[INPUT FOR THIS TASK]
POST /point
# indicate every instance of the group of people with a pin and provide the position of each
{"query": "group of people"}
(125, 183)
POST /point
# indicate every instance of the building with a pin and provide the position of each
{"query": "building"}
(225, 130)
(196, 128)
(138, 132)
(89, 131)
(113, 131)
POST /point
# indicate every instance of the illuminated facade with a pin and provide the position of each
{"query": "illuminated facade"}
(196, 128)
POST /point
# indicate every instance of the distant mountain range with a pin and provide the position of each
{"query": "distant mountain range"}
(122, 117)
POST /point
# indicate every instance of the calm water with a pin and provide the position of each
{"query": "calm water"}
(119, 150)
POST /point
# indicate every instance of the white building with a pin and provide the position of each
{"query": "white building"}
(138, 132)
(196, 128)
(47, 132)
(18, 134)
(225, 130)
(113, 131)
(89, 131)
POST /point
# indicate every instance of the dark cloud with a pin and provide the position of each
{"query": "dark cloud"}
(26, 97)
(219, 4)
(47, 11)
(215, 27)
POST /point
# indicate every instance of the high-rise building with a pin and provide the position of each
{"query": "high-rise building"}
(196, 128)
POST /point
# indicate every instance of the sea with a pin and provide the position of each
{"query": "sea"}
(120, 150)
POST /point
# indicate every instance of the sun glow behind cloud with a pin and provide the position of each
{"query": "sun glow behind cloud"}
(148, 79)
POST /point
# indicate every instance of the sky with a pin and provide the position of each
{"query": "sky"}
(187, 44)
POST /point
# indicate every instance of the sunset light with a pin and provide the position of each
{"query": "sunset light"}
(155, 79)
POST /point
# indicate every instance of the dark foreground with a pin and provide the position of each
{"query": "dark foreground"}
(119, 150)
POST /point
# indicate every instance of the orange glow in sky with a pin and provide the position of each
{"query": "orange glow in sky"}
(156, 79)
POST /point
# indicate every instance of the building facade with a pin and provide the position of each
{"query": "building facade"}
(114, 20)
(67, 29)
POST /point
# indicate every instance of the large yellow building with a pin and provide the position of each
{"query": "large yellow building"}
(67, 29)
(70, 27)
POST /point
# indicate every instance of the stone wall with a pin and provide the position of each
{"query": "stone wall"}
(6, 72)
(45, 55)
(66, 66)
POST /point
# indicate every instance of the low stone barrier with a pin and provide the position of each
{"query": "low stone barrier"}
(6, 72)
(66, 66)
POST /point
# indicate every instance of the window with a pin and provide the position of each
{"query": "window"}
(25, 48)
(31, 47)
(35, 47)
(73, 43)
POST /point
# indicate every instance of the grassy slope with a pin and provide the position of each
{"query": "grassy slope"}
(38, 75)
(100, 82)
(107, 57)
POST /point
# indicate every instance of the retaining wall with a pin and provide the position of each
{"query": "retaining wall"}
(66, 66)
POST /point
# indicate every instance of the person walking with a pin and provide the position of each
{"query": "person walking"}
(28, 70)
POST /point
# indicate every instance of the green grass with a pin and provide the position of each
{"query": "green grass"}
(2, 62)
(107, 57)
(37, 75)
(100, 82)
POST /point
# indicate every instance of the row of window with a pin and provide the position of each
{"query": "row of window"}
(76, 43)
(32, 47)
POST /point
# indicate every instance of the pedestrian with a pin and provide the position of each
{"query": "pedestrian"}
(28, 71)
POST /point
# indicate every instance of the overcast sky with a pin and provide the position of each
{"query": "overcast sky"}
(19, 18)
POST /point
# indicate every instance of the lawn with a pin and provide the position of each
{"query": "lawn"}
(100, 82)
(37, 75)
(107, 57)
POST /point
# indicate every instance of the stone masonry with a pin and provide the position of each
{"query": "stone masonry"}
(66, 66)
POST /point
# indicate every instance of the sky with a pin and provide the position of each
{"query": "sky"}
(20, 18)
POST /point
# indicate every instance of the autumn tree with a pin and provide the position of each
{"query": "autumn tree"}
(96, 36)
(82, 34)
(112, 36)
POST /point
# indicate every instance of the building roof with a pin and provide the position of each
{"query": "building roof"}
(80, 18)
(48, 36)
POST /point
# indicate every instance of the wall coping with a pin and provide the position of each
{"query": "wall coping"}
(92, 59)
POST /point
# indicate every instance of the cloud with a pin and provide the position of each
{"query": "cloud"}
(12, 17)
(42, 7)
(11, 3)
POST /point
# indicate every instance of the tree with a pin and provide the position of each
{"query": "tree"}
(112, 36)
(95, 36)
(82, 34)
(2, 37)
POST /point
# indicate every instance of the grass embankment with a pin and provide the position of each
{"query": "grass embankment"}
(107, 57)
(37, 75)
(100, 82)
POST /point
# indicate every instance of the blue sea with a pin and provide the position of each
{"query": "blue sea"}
---
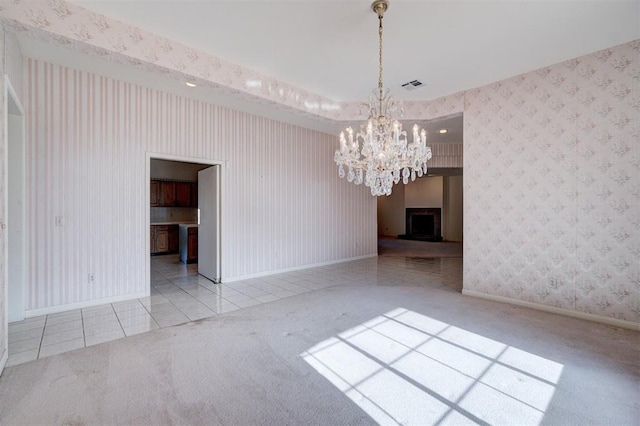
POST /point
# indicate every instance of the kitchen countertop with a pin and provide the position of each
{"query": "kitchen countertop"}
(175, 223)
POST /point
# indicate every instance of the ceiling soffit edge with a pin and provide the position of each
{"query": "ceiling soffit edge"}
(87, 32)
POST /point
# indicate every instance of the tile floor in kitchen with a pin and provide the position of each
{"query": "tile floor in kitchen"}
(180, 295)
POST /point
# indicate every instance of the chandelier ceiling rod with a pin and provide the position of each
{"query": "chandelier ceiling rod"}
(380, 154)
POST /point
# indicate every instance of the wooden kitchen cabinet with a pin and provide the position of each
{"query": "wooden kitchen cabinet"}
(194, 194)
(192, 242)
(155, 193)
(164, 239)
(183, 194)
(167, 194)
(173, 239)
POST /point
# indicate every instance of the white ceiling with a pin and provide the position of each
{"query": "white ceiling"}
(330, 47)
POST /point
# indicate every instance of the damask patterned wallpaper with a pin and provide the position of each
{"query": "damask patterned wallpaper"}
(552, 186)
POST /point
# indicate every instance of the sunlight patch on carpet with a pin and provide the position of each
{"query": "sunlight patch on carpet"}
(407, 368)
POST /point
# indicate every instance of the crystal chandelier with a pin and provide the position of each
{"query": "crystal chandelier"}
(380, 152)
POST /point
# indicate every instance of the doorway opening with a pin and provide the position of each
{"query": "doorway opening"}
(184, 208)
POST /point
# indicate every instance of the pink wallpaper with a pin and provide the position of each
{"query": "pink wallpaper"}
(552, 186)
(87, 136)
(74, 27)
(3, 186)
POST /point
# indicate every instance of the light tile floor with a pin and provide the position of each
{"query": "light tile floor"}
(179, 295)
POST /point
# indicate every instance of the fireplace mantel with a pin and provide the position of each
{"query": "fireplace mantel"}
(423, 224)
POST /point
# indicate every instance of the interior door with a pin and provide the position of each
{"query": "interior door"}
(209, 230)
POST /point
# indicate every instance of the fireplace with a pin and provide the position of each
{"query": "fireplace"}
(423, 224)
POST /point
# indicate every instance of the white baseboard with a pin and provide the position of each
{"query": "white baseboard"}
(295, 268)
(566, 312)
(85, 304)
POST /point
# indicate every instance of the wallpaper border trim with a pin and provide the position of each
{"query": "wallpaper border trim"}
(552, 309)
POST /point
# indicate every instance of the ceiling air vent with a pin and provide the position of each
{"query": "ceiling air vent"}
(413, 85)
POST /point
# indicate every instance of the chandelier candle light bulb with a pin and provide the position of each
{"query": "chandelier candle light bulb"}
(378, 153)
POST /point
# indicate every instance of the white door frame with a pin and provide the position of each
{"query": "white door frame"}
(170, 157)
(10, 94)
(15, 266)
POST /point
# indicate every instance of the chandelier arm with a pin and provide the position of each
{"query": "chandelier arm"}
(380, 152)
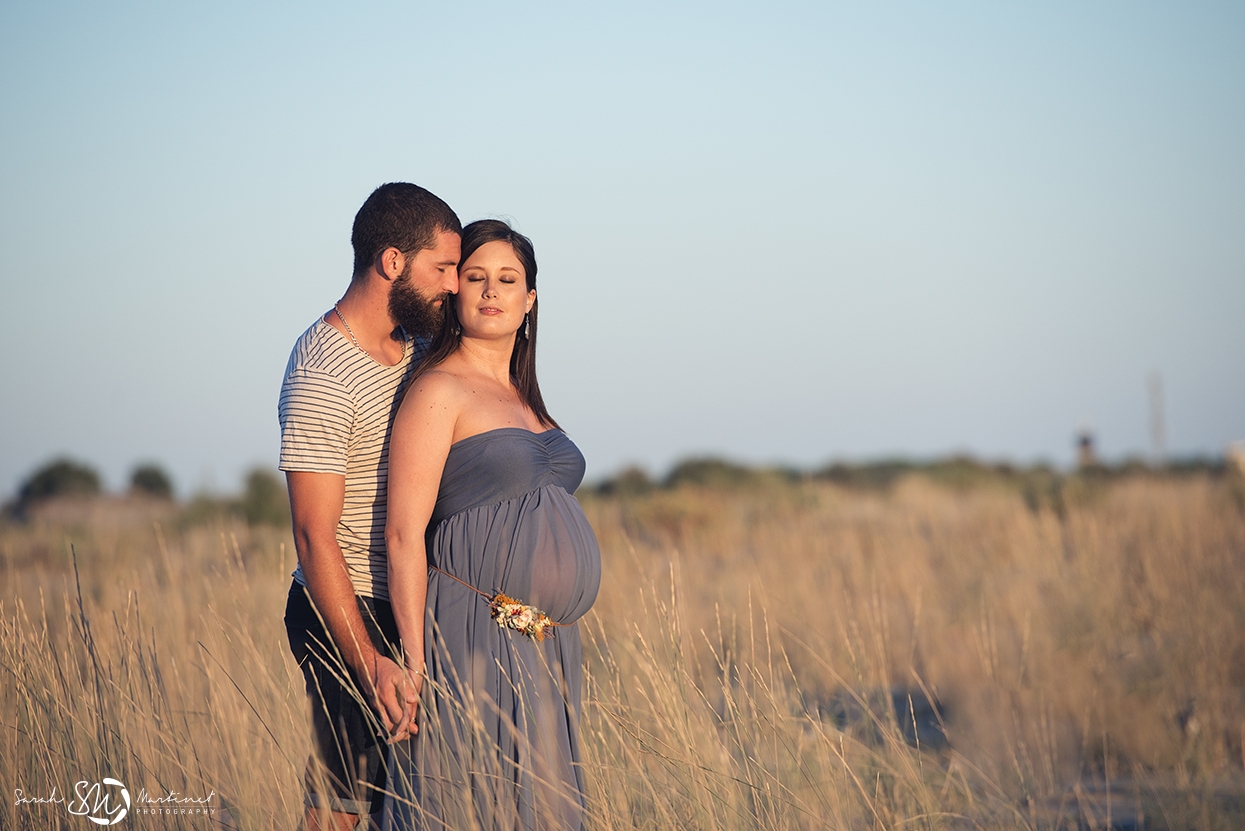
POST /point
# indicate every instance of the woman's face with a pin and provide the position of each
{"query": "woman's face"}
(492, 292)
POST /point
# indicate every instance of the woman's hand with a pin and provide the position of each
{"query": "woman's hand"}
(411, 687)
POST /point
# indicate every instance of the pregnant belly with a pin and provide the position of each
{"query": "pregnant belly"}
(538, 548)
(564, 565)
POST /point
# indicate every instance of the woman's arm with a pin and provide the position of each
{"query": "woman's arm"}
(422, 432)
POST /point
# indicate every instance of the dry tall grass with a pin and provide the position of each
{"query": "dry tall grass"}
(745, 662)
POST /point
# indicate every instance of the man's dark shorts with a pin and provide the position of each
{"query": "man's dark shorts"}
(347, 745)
==
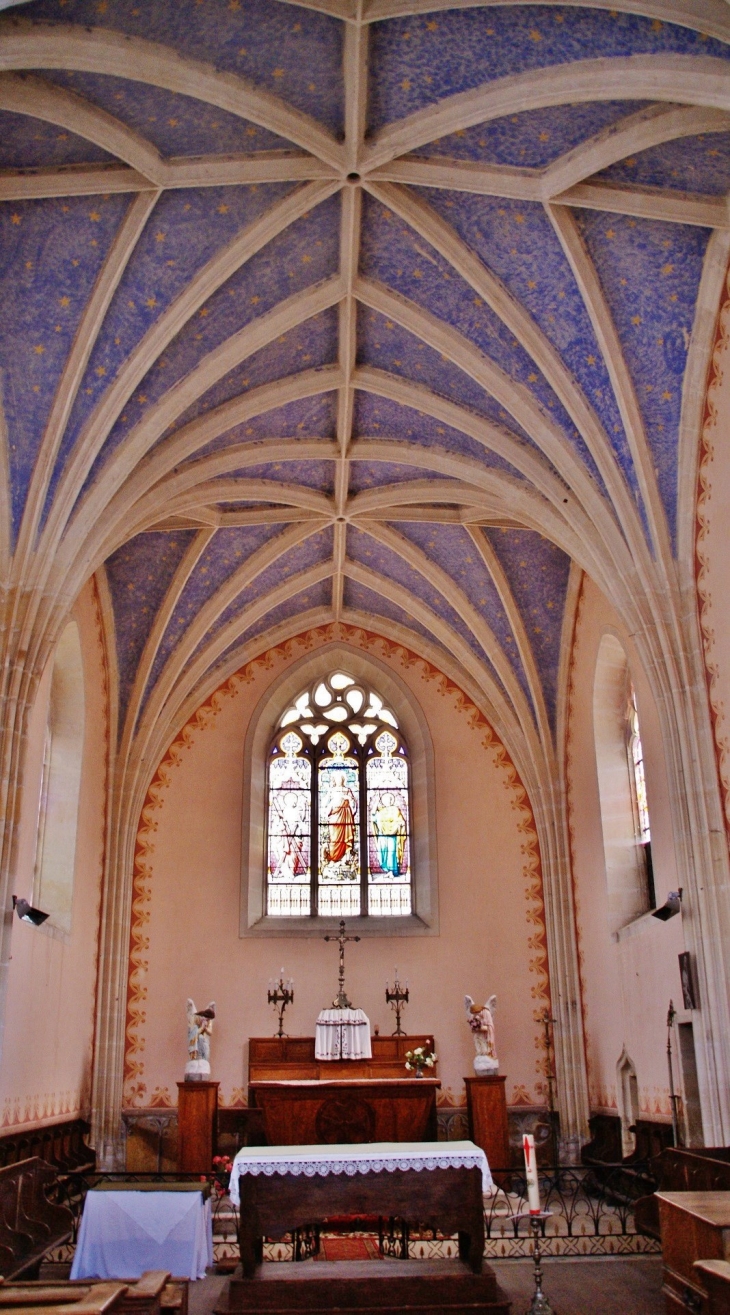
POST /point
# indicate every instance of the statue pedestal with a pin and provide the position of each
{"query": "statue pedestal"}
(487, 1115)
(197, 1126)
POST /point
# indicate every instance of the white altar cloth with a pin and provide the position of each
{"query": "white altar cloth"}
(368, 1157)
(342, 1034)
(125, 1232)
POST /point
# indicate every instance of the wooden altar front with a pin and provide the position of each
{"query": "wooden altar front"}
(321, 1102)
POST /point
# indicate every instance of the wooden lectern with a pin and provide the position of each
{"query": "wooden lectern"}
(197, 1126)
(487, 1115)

[PROBLEM]
Look for the word "blue" throughout the material above and copy every line that has it.

[SOLUTION FOR THIS PROBLEM]
# indicate every instance of the blue sea with a pin and provide the position of each
{"query": "blue sea"}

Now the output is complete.